Exercise instructions: Copy out the lines below, replacing every "rectangle" with "bounding box" and changing nothing else.

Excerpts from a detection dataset
__________________________________________________

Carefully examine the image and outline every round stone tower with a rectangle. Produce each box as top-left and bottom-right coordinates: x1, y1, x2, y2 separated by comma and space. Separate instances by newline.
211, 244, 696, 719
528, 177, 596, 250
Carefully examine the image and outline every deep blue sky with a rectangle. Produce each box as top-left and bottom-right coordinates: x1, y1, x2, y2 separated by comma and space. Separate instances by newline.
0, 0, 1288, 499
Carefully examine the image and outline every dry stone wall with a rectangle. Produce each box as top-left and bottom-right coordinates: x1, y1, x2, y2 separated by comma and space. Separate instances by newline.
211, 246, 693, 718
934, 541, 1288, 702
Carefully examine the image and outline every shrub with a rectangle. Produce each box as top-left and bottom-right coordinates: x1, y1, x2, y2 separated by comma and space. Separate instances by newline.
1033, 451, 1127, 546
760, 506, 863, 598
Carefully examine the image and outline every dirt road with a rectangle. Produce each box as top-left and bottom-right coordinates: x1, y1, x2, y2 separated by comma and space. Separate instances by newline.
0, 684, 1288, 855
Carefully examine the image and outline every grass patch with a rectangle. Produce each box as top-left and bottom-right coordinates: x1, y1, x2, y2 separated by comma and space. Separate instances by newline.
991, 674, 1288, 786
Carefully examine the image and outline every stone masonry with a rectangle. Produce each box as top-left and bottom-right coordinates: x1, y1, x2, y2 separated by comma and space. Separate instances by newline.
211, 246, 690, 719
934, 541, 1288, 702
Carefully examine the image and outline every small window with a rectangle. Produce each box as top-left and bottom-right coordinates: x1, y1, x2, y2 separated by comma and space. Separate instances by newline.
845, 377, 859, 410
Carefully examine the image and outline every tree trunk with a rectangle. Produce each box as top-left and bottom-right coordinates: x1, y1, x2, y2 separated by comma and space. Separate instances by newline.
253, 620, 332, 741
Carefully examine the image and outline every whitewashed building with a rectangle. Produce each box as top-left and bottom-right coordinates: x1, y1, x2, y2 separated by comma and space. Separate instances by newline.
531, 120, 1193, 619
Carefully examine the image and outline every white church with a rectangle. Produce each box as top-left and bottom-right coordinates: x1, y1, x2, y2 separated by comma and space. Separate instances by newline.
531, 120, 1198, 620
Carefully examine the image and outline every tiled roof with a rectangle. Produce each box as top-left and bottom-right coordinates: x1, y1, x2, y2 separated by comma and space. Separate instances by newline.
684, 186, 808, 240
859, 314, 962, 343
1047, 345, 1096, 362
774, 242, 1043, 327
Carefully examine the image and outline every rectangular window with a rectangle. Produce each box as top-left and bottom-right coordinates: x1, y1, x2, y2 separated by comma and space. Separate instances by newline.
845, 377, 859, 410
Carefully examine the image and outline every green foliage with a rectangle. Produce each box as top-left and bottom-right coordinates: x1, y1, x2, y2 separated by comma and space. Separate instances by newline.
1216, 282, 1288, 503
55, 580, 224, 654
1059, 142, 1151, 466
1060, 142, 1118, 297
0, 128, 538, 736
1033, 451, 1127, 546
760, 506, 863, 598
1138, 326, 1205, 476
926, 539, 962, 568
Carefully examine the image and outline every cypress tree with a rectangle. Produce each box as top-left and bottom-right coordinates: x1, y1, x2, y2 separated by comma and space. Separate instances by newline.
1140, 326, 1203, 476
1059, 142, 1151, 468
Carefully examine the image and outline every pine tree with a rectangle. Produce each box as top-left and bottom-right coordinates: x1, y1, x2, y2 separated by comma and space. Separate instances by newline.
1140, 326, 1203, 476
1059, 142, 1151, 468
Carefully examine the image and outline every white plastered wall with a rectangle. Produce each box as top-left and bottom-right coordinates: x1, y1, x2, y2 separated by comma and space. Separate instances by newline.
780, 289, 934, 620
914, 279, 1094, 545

__________________________________________________

Task output:
Carefully examine the image and outline every round stone tower with a bounding box. Produce each box as top-left and bottom-right coordinates: x1, y1, x2, y2 separated by comma and space. Separate instances by newline.
211, 244, 696, 719
528, 177, 596, 250
Carefully examine the image and outline every deep blue sky with a bounding box. Produce each box as top-left and bottom-right coordinates: x1, y1, x2, y2 separated by comma and space. Separate instances by newline.
0, 0, 1288, 499
Carefully examine the image and outline every dry stone wall with a bounding box. Produce each box as top-left and bottom-right coordinates: x1, y1, x2, y2 separated by comma and space. Separate instances by newline.
211, 246, 693, 718
934, 541, 1288, 702
Carefully examine the image and outline every shrub with a bounding box. Produce each box as top-left and bottom-right coordinates: x1, y1, x2, y2 separated by comma and space. Separate instances by newline.
1033, 451, 1127, 546
760, 506, 863, 598
Carefully examine the image and outline every dirt road with a bounding box. Produce each box as top-left and bottom-right coordinates: x1, y1, x2, y2 separated by comma and space. Separate instances by newline.
0, 684, 1288, 855
Carefully examine the image and outline every grass patch with a bounding box. Produce each box as top-left and bottom-right coordinates: x1, y1, x2, y2 separated by comma and space. Separate instances by newline.
991, 674, 1288, 786
Carefully examine the image and outline every stone masonry with a bounding box. Produce each box as top-left and bottom-right coordinates: x1, y1, x2, y2 separated by comma and space. Separate instances by newline.
211, 246, 690, 719
934, 541, 1288, 702
Carefully examine the image and outline every small window with a bounding box. Produce each box as top-left and bottom-right coordinates: x1, y1, x2, y2 separated by comma and space. Separate instances by newline.
845, 377, 859, 410
Carefully examine the image and outline every tree trunk with a bounding box. Produce each box as top-left and bottom-right coordinates: x1, y1, x2, y2 separated by comma and space. Separate instances by newline.
253, 620, 332, 741
Carefully examine the image and outline every whitewashed building with a bounding box. Produce each box as top-left and bottom-right coordinates: x1, y1, x2, y2 separated by comma and space. Separate instances by newline.
531, 120, 1193, 619
Carefully examine the image and outline every white church with a bounding box. Produce each box as top-left and bottom-right coordinates: x1, y1, x2, y2 separated by comma and space. Separate instances by newline.
531, 120, 1198, 620
Carefully examine the image and outline every tiled roof with a bounding box. Produce each box as top-left and bottom-right coordinates: x1, y1, x2, y2 separated by comma and space. Separate instances by newline.
684, 186, 808, 240
859, 314, 962, 343
1047, 345, 1096, 362
774, 242, 1043, 327
Carefully examine the image and outline every rectangular window with a bounding box. Produce each box as top-left and bottom-right coordinates: x1, y1, x2, y2 separated by comma and space. Separate instances by newline.
845, 377, 859, 410
Carefully examine the image and outline every green foliage with a bounding box. Produce each box as top-left and bottom-right coordinates: x1, y1, x2, y2 separated by comma and space. Separate instances by newline.
1216, 282, 1288, 503
55, 580, 224, 654
1059, 142, 1151, 466
1060, 142, 1118, 297
0, 128, 538, 736
1033, 451, 1127, 546
760, 506, 863, 598
1138, 326, 1205, 476
926, 539, 962, 568
Carefully examine the image and outline every cypress tree with a bounding box. Produce each box as top-left and bottom-right coordinates: x1, y1, x2, y2 separated by comma and space. Separate instances by newline.
1140, 326, 1203, 476
1059, 142, 1151, 468
Carefully examine the image and outline every pine tree with a bounding box. Produce each box as top-left and bottom-right coordinates: x1, y1, x2, y2 separated by comma and space. Separate instances by newline.
1140, 326, 1203, 476
1059, 142, 1151, 468
Carefully examine the image and outline every white plastered wall with a bounding box. Produce each box as top-left and bottom-right coordinates: x1, y1, x2, y2 separated by comma and space. Separate instances by newline.
780, 289, 934, 620
914, 279, 1094, 545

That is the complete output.